Copy out, word for word, the lines running from the one containing "pin: the carved stone ornament, one" through the end of the items, both ends included.

(Items stored from a collection)
- - - - -

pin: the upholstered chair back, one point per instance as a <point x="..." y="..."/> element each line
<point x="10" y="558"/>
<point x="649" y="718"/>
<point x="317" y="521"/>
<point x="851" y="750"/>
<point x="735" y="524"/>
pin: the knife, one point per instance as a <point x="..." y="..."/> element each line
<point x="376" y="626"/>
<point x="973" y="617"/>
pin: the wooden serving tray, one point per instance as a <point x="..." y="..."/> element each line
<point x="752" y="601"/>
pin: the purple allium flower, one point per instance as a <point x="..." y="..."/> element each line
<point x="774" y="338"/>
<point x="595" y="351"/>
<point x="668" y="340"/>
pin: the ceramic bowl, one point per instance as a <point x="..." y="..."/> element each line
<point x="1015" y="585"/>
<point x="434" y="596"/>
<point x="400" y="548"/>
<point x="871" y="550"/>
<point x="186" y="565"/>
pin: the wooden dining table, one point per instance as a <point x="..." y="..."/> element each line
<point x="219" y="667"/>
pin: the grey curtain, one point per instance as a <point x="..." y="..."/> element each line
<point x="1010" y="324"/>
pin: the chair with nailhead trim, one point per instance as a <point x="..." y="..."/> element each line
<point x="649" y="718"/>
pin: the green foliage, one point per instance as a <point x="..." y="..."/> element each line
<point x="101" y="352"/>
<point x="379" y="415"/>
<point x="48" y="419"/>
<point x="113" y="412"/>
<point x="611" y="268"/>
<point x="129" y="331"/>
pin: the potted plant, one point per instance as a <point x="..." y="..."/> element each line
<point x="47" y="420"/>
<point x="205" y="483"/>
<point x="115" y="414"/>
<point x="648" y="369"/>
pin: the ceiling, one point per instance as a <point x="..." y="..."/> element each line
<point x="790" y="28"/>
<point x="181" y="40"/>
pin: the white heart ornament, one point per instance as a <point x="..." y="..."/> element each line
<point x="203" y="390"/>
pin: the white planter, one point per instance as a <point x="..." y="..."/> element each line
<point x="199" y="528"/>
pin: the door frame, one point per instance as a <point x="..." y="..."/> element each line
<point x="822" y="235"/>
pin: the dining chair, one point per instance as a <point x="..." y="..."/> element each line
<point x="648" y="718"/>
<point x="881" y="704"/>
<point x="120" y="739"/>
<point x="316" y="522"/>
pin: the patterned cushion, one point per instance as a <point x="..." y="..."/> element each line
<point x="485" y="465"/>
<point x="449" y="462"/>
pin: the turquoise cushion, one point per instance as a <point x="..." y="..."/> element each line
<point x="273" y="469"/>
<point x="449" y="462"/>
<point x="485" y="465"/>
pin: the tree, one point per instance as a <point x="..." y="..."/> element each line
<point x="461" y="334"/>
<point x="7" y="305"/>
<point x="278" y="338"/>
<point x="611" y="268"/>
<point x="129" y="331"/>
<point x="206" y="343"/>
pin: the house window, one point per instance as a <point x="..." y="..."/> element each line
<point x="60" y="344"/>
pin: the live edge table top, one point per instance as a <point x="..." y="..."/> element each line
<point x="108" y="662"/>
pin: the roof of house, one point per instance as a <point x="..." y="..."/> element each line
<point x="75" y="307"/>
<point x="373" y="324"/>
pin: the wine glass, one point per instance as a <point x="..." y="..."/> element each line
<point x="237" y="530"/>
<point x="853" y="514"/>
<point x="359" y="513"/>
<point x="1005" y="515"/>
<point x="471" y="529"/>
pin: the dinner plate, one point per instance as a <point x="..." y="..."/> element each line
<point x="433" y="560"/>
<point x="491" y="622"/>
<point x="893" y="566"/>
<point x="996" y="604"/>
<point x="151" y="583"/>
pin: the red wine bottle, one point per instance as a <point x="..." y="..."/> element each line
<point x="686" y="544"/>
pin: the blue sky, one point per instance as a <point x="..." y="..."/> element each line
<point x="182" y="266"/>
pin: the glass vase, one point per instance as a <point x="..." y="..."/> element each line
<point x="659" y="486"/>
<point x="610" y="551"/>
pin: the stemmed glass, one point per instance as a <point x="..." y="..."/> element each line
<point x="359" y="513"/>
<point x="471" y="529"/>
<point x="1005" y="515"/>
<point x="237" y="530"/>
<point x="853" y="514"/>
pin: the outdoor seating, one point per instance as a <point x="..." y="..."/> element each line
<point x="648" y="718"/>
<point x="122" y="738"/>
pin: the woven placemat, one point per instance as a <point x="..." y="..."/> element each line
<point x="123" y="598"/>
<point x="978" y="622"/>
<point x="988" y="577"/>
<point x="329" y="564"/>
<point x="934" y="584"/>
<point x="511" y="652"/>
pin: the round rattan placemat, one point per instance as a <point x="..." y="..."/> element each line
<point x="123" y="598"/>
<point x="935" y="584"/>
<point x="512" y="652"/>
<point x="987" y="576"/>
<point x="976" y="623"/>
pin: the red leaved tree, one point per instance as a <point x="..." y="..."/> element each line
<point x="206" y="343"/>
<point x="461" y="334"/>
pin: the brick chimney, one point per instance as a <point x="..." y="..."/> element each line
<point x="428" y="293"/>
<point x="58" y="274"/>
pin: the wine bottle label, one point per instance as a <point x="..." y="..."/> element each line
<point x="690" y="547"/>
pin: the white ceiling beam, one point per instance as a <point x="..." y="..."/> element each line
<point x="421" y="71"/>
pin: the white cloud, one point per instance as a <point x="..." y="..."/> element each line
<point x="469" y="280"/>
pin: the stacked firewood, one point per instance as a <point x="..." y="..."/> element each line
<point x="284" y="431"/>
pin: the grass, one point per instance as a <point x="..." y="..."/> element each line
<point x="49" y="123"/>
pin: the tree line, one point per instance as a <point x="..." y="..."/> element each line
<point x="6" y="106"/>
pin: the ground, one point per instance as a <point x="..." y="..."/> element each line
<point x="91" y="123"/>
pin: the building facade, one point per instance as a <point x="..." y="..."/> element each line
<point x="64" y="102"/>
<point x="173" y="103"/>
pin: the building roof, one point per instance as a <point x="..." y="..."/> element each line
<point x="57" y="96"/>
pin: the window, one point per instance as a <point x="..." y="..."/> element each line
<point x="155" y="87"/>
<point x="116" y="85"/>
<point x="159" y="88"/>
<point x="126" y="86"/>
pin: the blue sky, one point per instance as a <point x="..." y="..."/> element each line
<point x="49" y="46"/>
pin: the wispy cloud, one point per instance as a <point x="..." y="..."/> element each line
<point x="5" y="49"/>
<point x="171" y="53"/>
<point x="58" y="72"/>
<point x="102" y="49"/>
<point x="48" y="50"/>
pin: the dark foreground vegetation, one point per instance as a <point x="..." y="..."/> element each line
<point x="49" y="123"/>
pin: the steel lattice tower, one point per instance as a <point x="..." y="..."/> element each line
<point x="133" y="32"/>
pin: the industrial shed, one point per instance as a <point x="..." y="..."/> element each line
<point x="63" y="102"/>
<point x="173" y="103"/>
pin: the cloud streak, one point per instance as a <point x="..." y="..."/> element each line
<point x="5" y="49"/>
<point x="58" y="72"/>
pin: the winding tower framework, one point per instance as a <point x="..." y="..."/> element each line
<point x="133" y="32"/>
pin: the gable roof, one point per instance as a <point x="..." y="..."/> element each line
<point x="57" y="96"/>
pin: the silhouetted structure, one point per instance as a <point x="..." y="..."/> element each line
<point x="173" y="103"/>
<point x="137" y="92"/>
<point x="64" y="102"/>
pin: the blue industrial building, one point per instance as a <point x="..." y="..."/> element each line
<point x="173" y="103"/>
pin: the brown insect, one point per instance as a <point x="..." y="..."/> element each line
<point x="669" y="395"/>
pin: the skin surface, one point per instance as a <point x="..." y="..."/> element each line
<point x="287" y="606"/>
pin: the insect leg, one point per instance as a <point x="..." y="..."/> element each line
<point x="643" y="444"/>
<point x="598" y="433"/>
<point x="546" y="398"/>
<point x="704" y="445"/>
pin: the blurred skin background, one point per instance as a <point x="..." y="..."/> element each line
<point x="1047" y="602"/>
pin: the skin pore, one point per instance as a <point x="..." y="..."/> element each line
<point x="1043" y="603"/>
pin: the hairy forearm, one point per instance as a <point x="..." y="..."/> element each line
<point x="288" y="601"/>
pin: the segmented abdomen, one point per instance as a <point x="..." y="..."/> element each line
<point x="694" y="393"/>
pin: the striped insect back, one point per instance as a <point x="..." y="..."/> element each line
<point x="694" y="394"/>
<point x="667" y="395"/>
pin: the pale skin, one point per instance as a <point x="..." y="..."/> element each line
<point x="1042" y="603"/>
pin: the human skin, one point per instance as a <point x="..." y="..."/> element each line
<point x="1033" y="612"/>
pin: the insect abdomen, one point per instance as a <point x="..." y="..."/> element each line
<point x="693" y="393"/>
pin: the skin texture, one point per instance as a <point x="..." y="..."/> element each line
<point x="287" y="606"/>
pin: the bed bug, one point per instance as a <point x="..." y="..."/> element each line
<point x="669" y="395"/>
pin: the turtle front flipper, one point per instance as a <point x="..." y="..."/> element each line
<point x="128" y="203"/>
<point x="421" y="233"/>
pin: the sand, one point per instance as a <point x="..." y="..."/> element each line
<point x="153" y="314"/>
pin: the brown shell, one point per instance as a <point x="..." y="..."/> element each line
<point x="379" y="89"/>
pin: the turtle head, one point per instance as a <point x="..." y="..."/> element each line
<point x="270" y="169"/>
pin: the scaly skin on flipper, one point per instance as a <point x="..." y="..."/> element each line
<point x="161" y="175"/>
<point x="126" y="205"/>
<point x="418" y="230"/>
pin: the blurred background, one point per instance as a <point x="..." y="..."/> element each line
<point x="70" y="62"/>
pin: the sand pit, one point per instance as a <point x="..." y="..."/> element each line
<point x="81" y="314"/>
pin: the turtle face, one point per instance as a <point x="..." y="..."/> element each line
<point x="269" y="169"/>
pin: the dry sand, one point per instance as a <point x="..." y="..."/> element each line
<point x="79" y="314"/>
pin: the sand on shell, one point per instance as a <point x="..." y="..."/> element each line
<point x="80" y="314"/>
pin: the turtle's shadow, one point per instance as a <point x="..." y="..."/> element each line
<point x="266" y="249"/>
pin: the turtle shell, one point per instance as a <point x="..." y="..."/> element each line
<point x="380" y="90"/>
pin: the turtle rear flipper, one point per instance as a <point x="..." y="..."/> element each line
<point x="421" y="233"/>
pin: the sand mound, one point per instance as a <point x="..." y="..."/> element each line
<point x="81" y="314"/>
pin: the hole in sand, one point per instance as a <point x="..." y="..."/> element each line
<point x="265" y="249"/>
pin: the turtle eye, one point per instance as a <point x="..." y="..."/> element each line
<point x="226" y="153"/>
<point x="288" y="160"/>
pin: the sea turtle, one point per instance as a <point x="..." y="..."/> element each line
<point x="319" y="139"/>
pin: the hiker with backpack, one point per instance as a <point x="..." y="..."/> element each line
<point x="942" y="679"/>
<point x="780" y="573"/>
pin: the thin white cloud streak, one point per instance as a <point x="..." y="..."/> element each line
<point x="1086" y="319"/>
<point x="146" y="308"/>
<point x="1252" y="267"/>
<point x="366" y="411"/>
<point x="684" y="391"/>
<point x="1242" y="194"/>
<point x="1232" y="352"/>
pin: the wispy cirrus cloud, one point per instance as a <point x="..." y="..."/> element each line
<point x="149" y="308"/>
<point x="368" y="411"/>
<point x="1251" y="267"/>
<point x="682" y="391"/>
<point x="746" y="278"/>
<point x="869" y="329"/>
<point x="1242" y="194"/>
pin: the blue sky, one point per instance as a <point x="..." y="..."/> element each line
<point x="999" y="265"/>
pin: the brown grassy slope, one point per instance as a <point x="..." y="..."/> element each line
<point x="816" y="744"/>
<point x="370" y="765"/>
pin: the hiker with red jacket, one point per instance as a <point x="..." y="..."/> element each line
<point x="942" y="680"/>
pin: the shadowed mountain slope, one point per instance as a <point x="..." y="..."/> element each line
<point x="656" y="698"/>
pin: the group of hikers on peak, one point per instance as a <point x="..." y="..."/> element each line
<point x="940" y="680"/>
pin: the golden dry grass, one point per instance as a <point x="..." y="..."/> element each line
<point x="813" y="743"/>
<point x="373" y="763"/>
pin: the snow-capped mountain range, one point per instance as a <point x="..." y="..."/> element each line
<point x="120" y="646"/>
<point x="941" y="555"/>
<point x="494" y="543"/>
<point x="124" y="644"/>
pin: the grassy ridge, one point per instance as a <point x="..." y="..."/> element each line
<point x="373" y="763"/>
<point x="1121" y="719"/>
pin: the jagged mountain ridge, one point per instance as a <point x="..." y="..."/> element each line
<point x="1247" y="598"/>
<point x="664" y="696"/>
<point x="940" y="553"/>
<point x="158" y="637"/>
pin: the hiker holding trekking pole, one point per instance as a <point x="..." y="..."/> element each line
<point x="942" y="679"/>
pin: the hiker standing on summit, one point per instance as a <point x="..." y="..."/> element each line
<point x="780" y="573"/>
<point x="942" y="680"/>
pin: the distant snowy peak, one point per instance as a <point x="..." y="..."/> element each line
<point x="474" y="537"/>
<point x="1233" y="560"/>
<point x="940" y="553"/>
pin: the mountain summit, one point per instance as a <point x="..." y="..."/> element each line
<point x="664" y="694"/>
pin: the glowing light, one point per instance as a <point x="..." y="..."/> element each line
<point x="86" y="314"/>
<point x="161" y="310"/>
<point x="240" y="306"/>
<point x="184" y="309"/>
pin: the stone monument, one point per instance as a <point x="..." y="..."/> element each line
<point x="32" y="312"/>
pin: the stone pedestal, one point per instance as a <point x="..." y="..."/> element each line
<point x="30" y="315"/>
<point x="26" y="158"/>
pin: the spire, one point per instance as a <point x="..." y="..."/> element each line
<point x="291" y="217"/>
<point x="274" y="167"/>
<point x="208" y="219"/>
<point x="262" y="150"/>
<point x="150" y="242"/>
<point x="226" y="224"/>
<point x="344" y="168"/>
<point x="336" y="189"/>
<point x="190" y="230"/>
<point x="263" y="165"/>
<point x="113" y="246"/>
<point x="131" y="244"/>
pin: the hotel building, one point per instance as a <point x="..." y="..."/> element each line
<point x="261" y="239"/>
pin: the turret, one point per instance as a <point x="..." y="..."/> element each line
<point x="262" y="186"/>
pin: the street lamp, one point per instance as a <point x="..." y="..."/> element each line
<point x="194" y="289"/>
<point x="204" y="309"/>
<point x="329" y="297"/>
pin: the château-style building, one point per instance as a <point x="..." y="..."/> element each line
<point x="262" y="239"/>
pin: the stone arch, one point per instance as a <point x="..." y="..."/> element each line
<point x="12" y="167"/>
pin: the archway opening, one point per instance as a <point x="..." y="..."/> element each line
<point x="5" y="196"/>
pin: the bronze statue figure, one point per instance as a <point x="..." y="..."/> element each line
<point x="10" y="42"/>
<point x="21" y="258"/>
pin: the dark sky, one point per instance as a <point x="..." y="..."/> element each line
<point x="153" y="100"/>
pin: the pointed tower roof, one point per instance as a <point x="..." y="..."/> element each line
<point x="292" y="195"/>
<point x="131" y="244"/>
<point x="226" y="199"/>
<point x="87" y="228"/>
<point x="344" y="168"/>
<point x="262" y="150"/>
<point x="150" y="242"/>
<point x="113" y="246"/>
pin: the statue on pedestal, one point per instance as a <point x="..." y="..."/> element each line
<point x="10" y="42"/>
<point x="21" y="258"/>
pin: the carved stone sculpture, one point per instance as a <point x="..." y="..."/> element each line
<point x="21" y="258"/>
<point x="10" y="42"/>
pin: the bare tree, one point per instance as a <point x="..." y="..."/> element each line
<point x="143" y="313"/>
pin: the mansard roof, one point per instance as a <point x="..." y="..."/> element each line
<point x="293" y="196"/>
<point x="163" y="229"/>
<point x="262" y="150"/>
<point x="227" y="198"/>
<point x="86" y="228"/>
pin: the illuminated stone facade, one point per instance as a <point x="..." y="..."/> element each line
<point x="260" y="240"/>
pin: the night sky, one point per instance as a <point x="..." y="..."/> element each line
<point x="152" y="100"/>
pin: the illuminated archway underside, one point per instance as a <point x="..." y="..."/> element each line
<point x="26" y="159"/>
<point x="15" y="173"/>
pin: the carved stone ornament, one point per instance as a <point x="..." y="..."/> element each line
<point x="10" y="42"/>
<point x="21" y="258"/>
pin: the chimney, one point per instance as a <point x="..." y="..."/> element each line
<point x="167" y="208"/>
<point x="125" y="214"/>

- - - - -

■ **EXPECTED ANSWER**
pin: the carved stone ornament, one point per instance as a <point x="..." y="..."/> element each line
<point x="10" y="42"/>
<point x="21" y="258"/>
pin: the chimney, one point per instance as a <point x="..." y="..."/> element each line
<point x="167" y="208"/>
<point x="125" y="214"/>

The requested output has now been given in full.